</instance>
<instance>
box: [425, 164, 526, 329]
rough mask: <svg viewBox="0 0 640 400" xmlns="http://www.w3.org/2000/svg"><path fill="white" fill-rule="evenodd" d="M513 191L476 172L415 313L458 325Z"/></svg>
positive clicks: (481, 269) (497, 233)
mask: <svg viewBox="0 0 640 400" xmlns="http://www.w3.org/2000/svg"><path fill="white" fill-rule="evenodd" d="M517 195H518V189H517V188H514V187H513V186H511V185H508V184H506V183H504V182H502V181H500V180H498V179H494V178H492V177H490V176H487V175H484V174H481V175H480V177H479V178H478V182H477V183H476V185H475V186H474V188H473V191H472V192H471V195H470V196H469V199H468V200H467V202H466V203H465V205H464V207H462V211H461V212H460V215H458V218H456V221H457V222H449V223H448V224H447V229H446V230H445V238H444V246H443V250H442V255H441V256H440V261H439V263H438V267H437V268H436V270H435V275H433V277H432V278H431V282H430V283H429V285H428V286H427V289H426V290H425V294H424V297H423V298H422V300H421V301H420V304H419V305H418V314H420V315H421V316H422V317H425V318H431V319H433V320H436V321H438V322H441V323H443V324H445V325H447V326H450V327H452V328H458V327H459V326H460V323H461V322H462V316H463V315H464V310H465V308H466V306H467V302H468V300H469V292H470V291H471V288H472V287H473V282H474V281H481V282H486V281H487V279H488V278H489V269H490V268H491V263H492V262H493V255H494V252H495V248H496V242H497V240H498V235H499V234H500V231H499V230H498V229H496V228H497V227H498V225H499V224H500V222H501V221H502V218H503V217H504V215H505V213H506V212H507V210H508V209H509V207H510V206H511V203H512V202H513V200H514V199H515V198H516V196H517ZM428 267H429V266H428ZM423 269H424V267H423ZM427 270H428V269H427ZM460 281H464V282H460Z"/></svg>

* [ASSIGNED TASK]: All of the data above should be reproduced exactly, with nothing missing.

* [EXERCISE RESPONSE]:
</instance>
<instance>
box: [425, 164, 526, 329]
rough mask: <svg viewBox="0 0 640 400" xmlns="http://www.w3.org/2000/svg"><path fill="white" fill-rule="evenodd" d="M513 191L476 172L415 313L458 325Z"/></svg>
positive clicks: (481, 269) (497, 233)
mask: <svg viewBox="0 0 640 400" xmlns="http://www.w3.org/2000/svg"><path fill="white" fill-rule="evenodd" d="M517 195H518V189H517V188H514V187H513V186H511V185H508V184H506V183H504V182H502V181H500V180H498V179H494V178H492V177H490V176H487V175H484V174H481V175H480V177H479V178H478V182H477V183H476V185H475V186H474V188H473V191H472V192H471V195H470V196H469V199H468V200H467V202H466V203H465V205H464V207H462V211H461V212H460V215H458V218H456V221H457V222H449V223H448V224H447V229H446V230H445V238H444V246H443V250H442V255H441V256H440V261H439V263H438V267H437V268H436V270H435V275H433V277H432V278H431V282H430V283H429V285H428V286H427V289H426V290H425V294H424V297H423V298H422V300H421V301H420V304H419V305H418V314H420V315H421V316H422V317H425V318H431V319H433V320H436V321H438V322H441V323H443V324H445V325H447V326H450V327H452V328H458V327H459V326H460V323H461V322H462V316H463V315H464V310H465V308H466V306H467V302H468V300H469V292H470V291H471V288H472V287H473V282H474V281H481V282H486V281H487V279H488V278H489V269H490V268H491V263H492V262H493V255H494V252H495V248H496V242H497V240H498V235H499V234H500V231H499V230H498V229H496V228H497V227H498V225H499V224H500V222H501V221H502V218H503V217H504V215H505V213H506V212H507V210H508V209H509V207H510V206H511V203H512V202H513V200H514V199H515V198H516V196H517ZM428 267H429V266H428ZM423 269H424V267H423ZM427 270H428V269H427ZM460 281H464V282H460Z"/></svg>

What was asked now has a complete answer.